Travail à faire:
a. Selon le texte sur les médias maliens, combien de radios la Haute autorité de la communication a-t-elle fermées, et pour quelle raison ?
b. Continuez le texte sur les médias maliens à partir de sa dernière phrase.

Texte à lire:
━━━━━━━━━━━━━━━━

Des « médias » sociaux Les réseaux sociaux sont en effet aujourd’hui des médias à part entière. « Les réseaux sociaux aujourd’hui ont fait de tout le monde un journaliste citoyen. Les scoops ont cessé d’être réservés aux organes papiers. Un phénomène qui commence à leur faire même ombrage, car il suffit avoir un smartphone pour s’informer » reconnait Modibo Fofana de Mali24.infos. Conséquence, la mévente frappe de plus belle les journaux papier et la presse en ligne doit redoubler d’énergie et d’innovation pour ne pas se faire distancer sur l’information. « C’est un danger pour les organes. D’une part, la course au buzz peut faire commettre des fautes. On ne s’accorde plus le temps de vérifier, de croiser les informations avant de les publier. D’autre part, étant donné qu’ils attirent la publicité, principale source de revenus des organes, il y a un risque de déperdition des ressources qui menace aussi les organes de presse », explique un spécialiste des médias. Mais, les réseaux sociaux, « c’est un atout pour les sites », reconnait M. Fofana, « car ils permettent aujourd’hui de donner plus de visibilité aux informations dynamiques et crédibles. Au Mali, beaucoup de sites sont sur Facebook, le réseau social le plus utilisé ». « Quand tu es confronté à un bloggeur qui se prend pour un journaliste, tu comprends qu’il y a encore du travail. Les gens confondent encore quelqu’un qui publie et professionnel. Il convient de rappeler cependant qu’il existe des organes en ligne qui sont très présents sur les réseaux, qu’ils investissent avec professionnalisme : distance, impartialité et équilibre de l’information ». De plus en plus de formations spécifiques sont dispensées afin de permettre à la presse de tirer un meilleur parti de ces acteurs, et concurrents, nouveaux. Un défi à relever pour garder le dynamisme actuel et continuer sur la voie de la professionnalisation et de l’autonomisation du 4ème pouvoir.

 

Les médias maliens face aux nouvelles mesures

La Haute autorité de la communication, créée il y a presque deux ans, a pris des mesures pour une meilleure organisation du paysage médiatique malien. Un processus qui ne va pas sans grincement de dents. Les patrons de presse s’expriment sur le sujet.

« Dans ce pays, tout le monde s’improvise journaliste. D’ailleurs c’est le seul métier sensible que tous peuvent pratiquer au Mali. Le contenu de tous nos médias le dénote et c’est dommage », regrette Lassana Kouyaté, cadre des impôts à la retraite en train de faire sa revue de presse quotidienne devant la Bourse du travail de Bamako.

Un constat qui a poussé le gouvernement à mettre en place la Haute autorité de la communication (HAC) qui a, depuis son installation en décembre 2015, pris des dispositions pour la mise en conformité des médias existant dont la plupart exerçait avec des documents temporaires, fermé 47 radios qui ne disposaient d’aucune autorisation d’émettre et édicté de nouvelles règles pour réguler le secteur. La réforme de la presse écrite et la délivrance de la carte de presse est également en cours de préparation.

━━━━━━━━━━━━━━━━

Données fournies:
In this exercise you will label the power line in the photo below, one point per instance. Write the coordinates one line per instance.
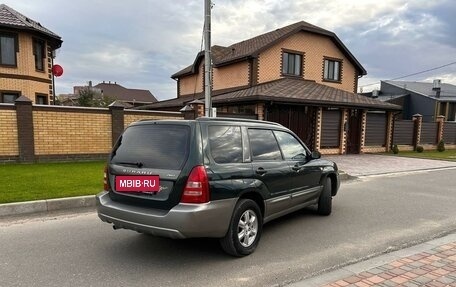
(414, 74)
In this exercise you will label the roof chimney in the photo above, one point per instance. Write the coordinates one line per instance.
(375, 93)
(436, 86)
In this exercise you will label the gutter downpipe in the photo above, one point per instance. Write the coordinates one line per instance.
(207, 59)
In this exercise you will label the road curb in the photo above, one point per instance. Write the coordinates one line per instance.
(19, 208)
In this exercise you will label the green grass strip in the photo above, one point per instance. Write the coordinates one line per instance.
(25, 182)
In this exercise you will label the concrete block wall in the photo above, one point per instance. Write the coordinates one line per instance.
(77, 131)
(30, 133)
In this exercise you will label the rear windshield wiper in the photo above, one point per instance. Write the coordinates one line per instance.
(138, 164)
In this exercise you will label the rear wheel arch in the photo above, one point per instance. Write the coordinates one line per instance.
(256, 197)
(333, 179)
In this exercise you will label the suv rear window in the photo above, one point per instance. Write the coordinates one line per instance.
(264, 145)
(226, 144)
(153, 146)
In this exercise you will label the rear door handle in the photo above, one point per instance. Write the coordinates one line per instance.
(297, 168)
(261, 171)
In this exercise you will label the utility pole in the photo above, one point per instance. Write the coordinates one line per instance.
(207, 59)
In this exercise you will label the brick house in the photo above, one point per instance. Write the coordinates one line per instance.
(26, 49)
(301, 76)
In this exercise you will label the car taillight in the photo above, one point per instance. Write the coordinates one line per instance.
(106, 180)
(197, 187)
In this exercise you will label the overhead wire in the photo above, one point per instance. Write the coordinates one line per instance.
(413, 74)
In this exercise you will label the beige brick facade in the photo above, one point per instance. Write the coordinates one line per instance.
(24, 78)
(315, 48)
(235, 75)
(60, 133)
(8, 133)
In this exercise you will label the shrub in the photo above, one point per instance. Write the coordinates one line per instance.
(395, 149)
(441, 146)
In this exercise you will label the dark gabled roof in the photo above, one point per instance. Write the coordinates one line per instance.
(447, 91)
(10, 18)
(295, 90)
(173, 103)
(118, 92)
(287, 91)
(252, 47)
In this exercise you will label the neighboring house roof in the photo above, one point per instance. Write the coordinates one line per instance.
(447, 91)
(252, 47)
(13, 19)
(288, 90)
(118, 92)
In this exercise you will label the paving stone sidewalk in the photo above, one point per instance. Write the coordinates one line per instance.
(431, 264)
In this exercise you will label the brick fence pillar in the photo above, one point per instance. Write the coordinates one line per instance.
(318, 124)
(362, 140)
(343, 132)
(418, 122)
(25, 135)
(389, 131)
(441, 123)
(117, 110)
(260, 111)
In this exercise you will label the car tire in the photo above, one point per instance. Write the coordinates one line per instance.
(325, 200)
(245, 229)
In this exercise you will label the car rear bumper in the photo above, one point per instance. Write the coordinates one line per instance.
(182, 221)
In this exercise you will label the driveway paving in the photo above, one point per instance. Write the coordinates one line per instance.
(373, 164)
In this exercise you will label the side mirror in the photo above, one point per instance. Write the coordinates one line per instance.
(315, 155)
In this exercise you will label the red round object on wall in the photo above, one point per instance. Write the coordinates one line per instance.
(57, 70)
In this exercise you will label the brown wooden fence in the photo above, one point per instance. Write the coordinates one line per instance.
(429, 133)
(449, 132)
(376, 129)
(403, 133)
(330, 129)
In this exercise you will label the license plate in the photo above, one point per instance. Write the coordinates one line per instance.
(133, 183)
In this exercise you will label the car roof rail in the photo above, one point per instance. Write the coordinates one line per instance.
(238, 120)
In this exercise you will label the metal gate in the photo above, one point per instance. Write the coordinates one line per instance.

━━━━━━━━━━━━━━━━

Résultats:
a. Elle a fermé 47 radios qui ne disposaient d'aucune autorisation d'émettre.

b.
Alexis Kalambry est l’un des pionniers de la presse écrite au Mali et directeur de publication du journal « Les Échos ». Selon lui, « il est temps de remettre de l’ordre dans la famille de la presse malienne. Cela ne se fera pas sans douleurs et sans cris, mais c’est un mal nécessaire ». Même si certains patrons de presse, parmi lesquels Sambi Touré, directeur de publication du journal « Info Matin » et promoteur de radio, avouent ne pas avoir connaissance du contenu de ces nouvelles mesures, nombreux sont ceux qui sont déjà acquis à la cause. « On ne peut pas continuer à laisser tout le monde faire ce qu’il veut », appuie le président de la Maison de la presse, et non moins patron d’un groupe de médias. Dramane Alou Koné déplore le fait qu’il existe des medias qui nont « ni siège, ni employé, donc aucune charge pendant que les autres se débattent à mettre leurs travailleurs dans les meilleures conditions de travail. Ce n’est plus acceptable ». « Ce que nous devons reconnaître à la HAC, qui a à sa tête des personnes ayant assez de respectabilité au niveau de la corporation, c’est qu’elle nous (patrons des médias) a toujours associés dans les prises de décision. Donc nous allons nous plier et les accompagner », assure Alexis Kalambry. « Si les mesures s’appliquent à tous, sans distinctions, je ne pense pas qu’il puisse y avoir de résistance. La HAC n’aura d’effet que lorsqu’elle sera juste et rigoureuse », conclut M. Koné.

 

 

Paysage médiatique : la fin du désordre

Installée en décembre 2015, la Haute autorité de la communication (HAC) est en charge de la régulation du paysage médiatique malien qui compte plus de 300 radios, une centaine de titres de presse écrite et une trentaine de télévisions privées. Ses membres ont élaboré les textes permettant d’ « assainir » le secteur. Les premières conventions autorisant des médias et sociétés de distribution d’images à opérer sur le territoire malien ont été signées le 12 juin, ouvrant la voie pour tous les autres organes qui désirent se conformer aux nouvelles dispositions. Comment va se poursuivre cette opération de nettoyage du paysage médiatique ? Quels sont les acteurs concernés ? Pour quels résultats ? Entretien exclusif avec le président de la HAC, le magistrat Fodié Touré.

 À quel besoin répondait la création de la HAC, il y a près de 18 mois ?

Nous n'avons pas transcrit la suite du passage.